ASSIGNMENT: Every line from the one that includes "Target: person standing" to the end of the entries should be written out exactly, with the first and last included.

(Records drawn from a dataset)
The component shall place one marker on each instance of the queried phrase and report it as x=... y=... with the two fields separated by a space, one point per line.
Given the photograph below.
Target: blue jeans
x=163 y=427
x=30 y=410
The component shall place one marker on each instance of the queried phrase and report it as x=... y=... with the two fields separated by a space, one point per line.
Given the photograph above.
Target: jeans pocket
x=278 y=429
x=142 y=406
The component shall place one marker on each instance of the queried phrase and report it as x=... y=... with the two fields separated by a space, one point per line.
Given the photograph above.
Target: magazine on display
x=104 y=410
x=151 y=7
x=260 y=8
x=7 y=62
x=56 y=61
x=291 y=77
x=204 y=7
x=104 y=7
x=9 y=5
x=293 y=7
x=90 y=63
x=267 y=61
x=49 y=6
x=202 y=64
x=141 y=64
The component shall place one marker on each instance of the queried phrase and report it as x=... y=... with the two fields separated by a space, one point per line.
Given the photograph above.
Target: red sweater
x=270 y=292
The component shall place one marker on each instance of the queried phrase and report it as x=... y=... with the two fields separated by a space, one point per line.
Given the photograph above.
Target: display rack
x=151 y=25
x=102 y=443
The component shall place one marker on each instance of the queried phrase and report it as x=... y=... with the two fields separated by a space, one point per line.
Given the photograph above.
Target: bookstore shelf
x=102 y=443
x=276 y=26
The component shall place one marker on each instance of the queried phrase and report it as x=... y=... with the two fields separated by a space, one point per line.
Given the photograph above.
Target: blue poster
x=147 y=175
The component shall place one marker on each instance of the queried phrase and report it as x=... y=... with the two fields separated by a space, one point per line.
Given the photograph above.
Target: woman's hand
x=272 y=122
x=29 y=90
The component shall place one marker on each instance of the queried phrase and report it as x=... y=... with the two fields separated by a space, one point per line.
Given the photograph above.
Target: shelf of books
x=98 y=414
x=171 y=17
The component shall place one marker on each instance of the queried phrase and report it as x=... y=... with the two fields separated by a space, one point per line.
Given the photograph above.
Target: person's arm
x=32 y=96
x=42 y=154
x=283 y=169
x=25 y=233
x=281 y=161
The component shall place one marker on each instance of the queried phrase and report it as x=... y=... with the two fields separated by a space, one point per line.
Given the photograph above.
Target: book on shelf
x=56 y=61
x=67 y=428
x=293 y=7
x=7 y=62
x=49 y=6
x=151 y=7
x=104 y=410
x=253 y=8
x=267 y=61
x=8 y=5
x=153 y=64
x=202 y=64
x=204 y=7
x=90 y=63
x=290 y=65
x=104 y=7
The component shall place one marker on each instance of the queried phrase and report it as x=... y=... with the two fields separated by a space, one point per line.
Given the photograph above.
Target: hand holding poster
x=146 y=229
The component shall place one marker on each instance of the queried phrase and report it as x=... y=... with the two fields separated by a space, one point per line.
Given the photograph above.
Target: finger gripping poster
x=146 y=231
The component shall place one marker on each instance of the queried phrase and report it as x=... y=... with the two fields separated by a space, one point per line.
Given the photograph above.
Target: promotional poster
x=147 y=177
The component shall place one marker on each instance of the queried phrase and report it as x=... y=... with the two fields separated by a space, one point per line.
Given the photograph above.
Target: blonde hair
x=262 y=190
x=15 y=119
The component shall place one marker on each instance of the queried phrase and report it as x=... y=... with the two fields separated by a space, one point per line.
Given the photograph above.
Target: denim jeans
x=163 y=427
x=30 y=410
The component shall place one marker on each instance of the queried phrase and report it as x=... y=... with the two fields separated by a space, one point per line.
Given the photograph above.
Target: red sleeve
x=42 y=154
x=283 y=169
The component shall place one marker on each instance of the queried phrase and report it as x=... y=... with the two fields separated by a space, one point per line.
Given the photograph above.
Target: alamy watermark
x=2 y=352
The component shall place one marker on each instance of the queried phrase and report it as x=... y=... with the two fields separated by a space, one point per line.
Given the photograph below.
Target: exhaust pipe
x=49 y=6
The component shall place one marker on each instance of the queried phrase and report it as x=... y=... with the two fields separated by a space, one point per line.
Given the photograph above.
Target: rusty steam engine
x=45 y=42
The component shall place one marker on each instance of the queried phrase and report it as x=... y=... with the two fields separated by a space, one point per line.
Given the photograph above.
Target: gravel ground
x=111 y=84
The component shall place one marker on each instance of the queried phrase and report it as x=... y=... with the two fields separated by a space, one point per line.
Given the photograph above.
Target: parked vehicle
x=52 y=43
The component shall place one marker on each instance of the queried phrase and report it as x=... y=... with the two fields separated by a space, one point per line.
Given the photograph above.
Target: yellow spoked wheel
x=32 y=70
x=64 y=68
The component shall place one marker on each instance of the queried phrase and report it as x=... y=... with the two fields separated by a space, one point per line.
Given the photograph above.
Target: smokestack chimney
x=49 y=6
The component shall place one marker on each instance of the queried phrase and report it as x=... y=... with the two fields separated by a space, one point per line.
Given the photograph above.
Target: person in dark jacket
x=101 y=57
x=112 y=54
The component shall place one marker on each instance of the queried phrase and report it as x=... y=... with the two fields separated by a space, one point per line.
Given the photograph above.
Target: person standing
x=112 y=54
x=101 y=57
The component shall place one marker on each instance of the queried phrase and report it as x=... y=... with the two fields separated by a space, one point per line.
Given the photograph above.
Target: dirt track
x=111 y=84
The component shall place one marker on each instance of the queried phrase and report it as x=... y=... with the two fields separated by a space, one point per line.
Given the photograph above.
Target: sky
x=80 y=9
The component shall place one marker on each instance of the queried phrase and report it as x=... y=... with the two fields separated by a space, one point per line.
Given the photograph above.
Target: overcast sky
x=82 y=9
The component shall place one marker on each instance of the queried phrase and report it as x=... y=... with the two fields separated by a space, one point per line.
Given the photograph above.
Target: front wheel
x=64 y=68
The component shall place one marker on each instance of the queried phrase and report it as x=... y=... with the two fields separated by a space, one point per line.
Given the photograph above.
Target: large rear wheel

COMPLETED TASK:
Target: person standing
x=112 y=54
x=101 y=57
The component shall place one marker on each instance of the queried phrase and report it as x=... y=... with the two fields separated by a space, one point per line.
Given the photograph above.
Target: dirt track
x=111 y=84
The component shall place one marker on each instance of the queried phrase and report it as x=... y=... with the two fields separated by a space, one point per line.
Given the photograph above.
Target: sky
x=80 y=9
The component shall place one marker on each instance of the queried phrase and report it as x=... y=... with the two fields separated by a space, one point per line.
Given the photograph above.
Target: overcast sky
x=82 y=9
The component shall place one marker on each instance of the queried phrase and report it as x=... y=... with the two fields separated by a space, one point per line.
Given the photograph above.
Target: front wheel
x=64 y=68
The component shall place one marker on each instance of the queried phrase and report it as x=... y=... with the two fields separated by a space, one point per line.
Given the photograph above.
Target: large rear wheel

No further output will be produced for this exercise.